§ **Problem statement**
Nothing but the lines from the one containing "Teacher note: locate the tree" to the end of the data should be returned, exactly as written; pictures are omitted.

§ **Excerpts from point annotation data**
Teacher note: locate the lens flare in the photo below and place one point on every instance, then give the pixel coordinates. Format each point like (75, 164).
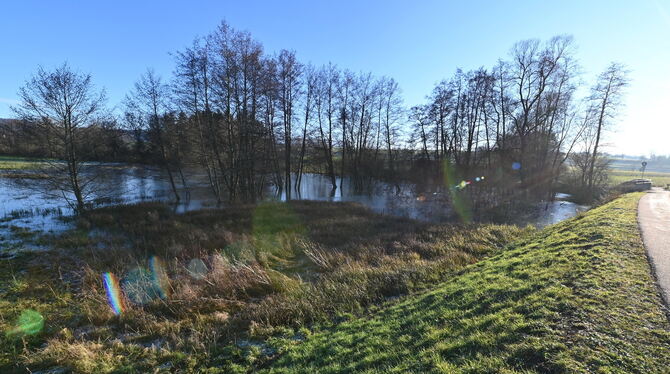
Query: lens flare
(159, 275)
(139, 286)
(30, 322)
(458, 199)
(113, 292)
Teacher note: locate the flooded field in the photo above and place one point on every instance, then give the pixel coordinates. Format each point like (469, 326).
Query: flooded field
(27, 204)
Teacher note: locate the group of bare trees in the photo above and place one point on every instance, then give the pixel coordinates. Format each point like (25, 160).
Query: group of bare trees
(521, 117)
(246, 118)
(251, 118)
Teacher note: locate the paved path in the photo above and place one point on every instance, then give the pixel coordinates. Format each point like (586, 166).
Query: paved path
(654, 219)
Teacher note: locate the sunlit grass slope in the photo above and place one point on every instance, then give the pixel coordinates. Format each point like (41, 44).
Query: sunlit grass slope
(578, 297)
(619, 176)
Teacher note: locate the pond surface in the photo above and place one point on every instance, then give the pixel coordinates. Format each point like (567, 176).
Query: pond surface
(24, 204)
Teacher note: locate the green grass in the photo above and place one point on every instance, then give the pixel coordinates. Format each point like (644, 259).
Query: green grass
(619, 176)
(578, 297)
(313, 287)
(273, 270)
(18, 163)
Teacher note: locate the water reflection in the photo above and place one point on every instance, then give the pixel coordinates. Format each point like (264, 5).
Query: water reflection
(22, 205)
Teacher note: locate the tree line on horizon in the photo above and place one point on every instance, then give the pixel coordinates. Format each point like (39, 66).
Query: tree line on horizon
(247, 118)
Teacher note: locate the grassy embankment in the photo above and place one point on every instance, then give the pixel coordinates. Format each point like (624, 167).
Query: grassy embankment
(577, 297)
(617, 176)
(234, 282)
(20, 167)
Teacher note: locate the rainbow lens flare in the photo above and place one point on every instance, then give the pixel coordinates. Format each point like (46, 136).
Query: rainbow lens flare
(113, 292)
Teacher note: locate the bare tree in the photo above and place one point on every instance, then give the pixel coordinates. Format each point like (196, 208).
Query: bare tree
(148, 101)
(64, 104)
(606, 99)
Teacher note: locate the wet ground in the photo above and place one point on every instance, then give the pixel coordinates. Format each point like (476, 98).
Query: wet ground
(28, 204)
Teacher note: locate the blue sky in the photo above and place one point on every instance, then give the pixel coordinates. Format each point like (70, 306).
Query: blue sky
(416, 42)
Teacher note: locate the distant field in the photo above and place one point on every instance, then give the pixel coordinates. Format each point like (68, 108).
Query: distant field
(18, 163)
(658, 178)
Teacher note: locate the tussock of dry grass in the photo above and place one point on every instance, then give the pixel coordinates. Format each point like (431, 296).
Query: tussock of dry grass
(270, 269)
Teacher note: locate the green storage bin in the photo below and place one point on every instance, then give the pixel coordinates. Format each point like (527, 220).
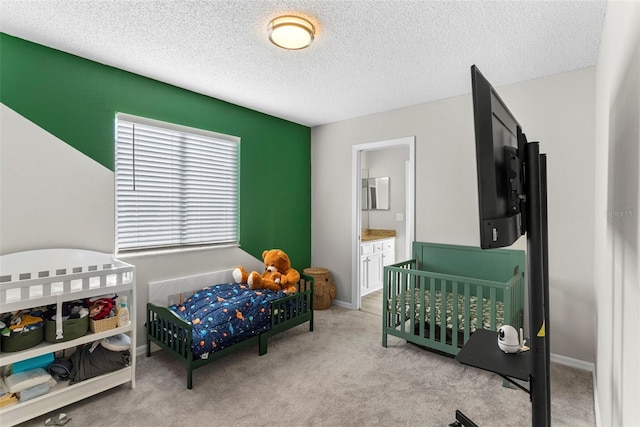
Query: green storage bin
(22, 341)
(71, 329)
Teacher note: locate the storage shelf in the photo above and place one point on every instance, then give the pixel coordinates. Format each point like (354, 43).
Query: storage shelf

§ **Response to this task**
Teacher note: locate the tree line on horizon in the photo above and place one point on every instance, then give the pixel coordinates. Format each point like (39, 66).
Query: tree line on horizon
(247, 118)
Teacher note: locate the grassy embankment in the photo above and place one point on every instance, then give the pixel coordinates. Format each point like (624, 167).
Query: grassy embankment
(577, 297)
(617, 176)
(234, 282)
(20, 167)
Teacher note: locate the rainbow lens flare in the photo above and place one point on every instance, then give the pixel coordinates. Format each point like (46, 136).
Query: rainbow lens flare
(113, 292)
Teacher note: locate the bare tree in the photo above and place one point on every instance, then give the pixel coordinates. Format each point like (196, 208).
Query: bare tree
(148, 101)
(64, 104)
(606, 99)
Teacher note: locate the wet ground in the photo above and place one point on every instance, then give the pixel coordinates. Format each point like (476, 98).
Query: wet ground
(28, 204)
Teacher note: locate the blue sky in the photo above and place one point on every instance, then give the pixel coordinates. Format each point like (70, 306).
Query: blue sky
(416, 42)
Teacher note: locate the distant field in the photo above and place one point on every instance, then give the pixel coordinates. Format each point like (68, 108).
Query: distant field
(18, 163)
(658, 178)
Teacher note: locate the tussock of dry grass in the photo above and place one point on every instance, then give the pixel coordinates. Format each point like (431, 296).
Query: tussock of dry grass
(270, 269)
Teacher note: locate the green storage bin in the photo below and place one point on every instance, then give the pixel coordinates. Format each point like (527, 220).
Query: green storage bin
(22, 341)
(71, 329)
Teacher note: locate the storage shelf in the photo above and place one point on every instance, then give the pixel coordinates. Format each point like (354, 43).
Query: storage shelf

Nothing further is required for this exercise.